** START SELECTED TEXT **
<center> Business Analytics & Business Intelligence  <br>
Deepak KC, deepak.kc@hamk.fi, 2020 <br> Introduction to Numpy & Pandas  </center>

# NumPy

[NumPy](https://docs.scipy.org/doc/numpy/) is a Python library for handling multi-dimensional arrays. It contains both the data structures needed for the storing and accessing arrays, and operations and functions for computation using these arrays. Although the arrays are usually used for storing numbers, other type of data can be stored as well, such as strings. Unlike lists in core Python, NumPy's fundamental data structure, the array, must have the same data type for all its elements. The homogeneity of arrays allows highly optimized functions that use arrays as their inputs and outputs.

There are several uses for high-dimensional arrays in data analysis. For instance, they can be used to:

* store matrices, solve systems of linear equations, find eigenvalues/vectors, find matrix decompositions, and solve other problems familiar from linear algebra
* store multi-dimensional measurement data. For example, an element `a[i,j]` in a 2-dimensional array might store the temperature $t_{ij}$ measured at coordinates i, j on a 2-dimension surface.
** END SELECTED TEXT **
** START RECORD EXTRACTS **
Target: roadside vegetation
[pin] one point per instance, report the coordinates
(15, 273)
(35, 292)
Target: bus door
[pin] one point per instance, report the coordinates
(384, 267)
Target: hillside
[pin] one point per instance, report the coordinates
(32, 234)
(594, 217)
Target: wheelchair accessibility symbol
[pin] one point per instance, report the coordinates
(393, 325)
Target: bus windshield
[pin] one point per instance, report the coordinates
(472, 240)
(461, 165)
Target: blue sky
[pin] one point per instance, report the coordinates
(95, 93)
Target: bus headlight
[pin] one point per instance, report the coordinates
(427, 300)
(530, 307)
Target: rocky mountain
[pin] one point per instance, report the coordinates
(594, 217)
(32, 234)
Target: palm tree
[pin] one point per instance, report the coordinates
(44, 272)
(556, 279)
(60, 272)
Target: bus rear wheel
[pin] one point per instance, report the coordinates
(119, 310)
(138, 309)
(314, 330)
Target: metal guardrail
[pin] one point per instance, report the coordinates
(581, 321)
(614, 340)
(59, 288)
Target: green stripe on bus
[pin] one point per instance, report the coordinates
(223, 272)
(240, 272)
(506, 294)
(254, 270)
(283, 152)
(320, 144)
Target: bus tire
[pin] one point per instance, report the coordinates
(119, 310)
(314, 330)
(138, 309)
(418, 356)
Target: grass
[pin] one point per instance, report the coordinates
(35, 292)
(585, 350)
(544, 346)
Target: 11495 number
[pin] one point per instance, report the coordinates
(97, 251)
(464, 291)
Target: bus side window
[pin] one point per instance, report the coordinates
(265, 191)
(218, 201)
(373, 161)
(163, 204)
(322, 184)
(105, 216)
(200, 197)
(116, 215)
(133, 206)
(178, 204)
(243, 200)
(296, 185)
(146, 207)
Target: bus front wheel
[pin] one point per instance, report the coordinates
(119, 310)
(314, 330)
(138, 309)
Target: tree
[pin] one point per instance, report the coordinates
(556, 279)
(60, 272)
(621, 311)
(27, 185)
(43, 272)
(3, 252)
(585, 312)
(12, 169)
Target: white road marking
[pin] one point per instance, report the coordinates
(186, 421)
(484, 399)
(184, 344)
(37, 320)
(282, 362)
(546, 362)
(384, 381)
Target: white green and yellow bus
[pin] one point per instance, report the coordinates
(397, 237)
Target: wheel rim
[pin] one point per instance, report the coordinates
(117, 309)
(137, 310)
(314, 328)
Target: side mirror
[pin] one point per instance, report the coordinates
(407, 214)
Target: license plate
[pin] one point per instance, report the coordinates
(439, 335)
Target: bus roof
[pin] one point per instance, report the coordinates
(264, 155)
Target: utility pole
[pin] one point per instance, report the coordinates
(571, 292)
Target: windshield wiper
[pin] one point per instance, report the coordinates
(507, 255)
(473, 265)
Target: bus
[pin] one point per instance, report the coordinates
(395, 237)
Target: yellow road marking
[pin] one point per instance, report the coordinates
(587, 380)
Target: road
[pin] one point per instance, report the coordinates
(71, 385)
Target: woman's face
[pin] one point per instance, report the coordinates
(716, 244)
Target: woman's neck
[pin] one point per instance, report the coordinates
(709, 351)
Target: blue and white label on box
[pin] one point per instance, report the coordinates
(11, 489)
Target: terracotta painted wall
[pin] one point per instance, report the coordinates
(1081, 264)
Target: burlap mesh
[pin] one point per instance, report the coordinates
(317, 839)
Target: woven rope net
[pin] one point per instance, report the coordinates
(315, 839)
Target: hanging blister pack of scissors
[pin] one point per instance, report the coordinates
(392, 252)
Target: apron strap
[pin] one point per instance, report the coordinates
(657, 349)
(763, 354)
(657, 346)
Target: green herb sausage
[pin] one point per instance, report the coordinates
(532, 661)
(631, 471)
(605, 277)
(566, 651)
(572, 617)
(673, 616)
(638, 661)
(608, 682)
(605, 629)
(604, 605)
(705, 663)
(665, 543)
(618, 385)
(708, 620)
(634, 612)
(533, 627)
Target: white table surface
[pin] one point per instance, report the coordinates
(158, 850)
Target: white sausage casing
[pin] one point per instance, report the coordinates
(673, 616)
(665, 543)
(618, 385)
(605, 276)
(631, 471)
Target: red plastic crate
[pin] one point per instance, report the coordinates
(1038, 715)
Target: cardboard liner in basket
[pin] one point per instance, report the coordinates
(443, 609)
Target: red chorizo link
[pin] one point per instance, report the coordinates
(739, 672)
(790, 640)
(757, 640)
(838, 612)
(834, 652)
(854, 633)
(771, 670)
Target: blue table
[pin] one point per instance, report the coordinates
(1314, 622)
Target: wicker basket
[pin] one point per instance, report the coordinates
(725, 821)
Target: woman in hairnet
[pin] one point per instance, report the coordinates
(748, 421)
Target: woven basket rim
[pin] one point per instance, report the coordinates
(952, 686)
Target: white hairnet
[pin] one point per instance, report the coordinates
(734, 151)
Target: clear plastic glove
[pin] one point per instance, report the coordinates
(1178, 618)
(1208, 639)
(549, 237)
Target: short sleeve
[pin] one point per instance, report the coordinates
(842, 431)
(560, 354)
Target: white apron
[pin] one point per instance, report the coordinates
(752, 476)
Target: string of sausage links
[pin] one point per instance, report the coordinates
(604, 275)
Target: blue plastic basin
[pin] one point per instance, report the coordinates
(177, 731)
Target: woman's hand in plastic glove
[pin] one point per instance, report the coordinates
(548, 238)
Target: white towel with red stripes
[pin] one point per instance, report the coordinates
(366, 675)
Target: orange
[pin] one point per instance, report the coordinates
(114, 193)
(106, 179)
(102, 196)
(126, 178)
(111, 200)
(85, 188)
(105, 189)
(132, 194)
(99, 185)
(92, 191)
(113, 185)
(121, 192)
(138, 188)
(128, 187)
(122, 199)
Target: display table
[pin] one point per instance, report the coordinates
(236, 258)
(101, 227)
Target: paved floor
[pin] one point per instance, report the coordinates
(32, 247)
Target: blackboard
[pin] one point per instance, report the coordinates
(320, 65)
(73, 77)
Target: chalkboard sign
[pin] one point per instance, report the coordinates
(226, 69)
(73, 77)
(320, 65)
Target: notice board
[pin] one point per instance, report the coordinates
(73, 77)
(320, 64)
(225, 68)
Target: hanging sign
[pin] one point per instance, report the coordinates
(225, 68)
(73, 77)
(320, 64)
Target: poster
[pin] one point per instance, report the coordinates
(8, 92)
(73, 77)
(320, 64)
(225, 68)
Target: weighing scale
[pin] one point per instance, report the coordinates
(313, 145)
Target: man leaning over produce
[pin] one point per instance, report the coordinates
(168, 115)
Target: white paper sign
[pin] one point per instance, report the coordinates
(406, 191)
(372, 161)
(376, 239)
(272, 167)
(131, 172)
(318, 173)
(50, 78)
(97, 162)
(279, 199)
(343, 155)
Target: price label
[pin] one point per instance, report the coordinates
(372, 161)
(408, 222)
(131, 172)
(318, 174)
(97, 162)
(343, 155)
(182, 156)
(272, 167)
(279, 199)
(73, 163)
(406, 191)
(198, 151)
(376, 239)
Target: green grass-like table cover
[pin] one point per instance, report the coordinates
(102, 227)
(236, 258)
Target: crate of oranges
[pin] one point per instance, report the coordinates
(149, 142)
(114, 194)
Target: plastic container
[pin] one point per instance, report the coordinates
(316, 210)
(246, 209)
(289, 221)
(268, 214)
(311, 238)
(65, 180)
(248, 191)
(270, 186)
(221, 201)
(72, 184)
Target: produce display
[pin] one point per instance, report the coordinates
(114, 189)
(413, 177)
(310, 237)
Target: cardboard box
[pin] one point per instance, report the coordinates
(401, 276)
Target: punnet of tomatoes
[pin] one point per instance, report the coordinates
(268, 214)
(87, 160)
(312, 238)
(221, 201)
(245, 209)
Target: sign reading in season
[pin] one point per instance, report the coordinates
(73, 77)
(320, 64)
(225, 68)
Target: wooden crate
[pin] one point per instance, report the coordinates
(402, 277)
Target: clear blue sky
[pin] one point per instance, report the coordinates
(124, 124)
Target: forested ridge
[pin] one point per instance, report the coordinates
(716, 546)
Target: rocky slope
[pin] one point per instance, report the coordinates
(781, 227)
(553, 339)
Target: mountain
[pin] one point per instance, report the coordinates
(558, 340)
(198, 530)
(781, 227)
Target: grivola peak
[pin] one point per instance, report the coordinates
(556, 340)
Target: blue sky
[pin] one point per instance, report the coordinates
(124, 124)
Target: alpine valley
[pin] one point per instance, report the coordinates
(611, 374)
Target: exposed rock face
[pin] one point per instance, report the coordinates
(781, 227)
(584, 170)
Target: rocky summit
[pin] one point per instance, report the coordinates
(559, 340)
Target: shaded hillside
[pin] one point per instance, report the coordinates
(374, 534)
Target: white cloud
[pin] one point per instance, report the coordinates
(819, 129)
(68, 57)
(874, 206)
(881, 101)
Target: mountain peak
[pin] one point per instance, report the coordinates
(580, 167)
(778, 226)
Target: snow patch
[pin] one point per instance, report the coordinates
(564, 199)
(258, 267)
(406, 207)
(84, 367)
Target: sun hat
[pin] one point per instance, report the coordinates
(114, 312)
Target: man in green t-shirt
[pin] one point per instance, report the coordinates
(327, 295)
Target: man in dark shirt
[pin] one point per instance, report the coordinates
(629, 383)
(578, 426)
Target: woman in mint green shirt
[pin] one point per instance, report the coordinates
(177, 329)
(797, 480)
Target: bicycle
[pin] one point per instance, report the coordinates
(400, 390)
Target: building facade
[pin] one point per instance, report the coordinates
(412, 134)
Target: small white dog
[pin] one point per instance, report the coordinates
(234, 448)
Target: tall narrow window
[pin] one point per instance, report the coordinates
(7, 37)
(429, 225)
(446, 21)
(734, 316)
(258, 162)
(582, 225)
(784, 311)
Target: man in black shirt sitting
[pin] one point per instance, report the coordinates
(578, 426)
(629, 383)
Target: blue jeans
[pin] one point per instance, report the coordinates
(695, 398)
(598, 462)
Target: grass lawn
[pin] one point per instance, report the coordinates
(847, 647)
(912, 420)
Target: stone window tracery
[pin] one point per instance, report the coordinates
** END RECORD EXTRACTS **
Can you reproduce the NumPy introduction verbatim from "There are several" to "a 2-dimension surface."?

There are several uses for high-dimensional arrays in data analysis. For instance, they can be used to:

* store matrices, solve systems of linear equations, find eigenvalues/vectors, find matrix decompositions, and solve other problems familiar from linear algebra
* store multi-dimensional measurement data. For example, an element `a[i,j]` in a 2-dimensional array might store the temperature $t_{ij}$ measured at coordinates i, j on a 2-dimension surface.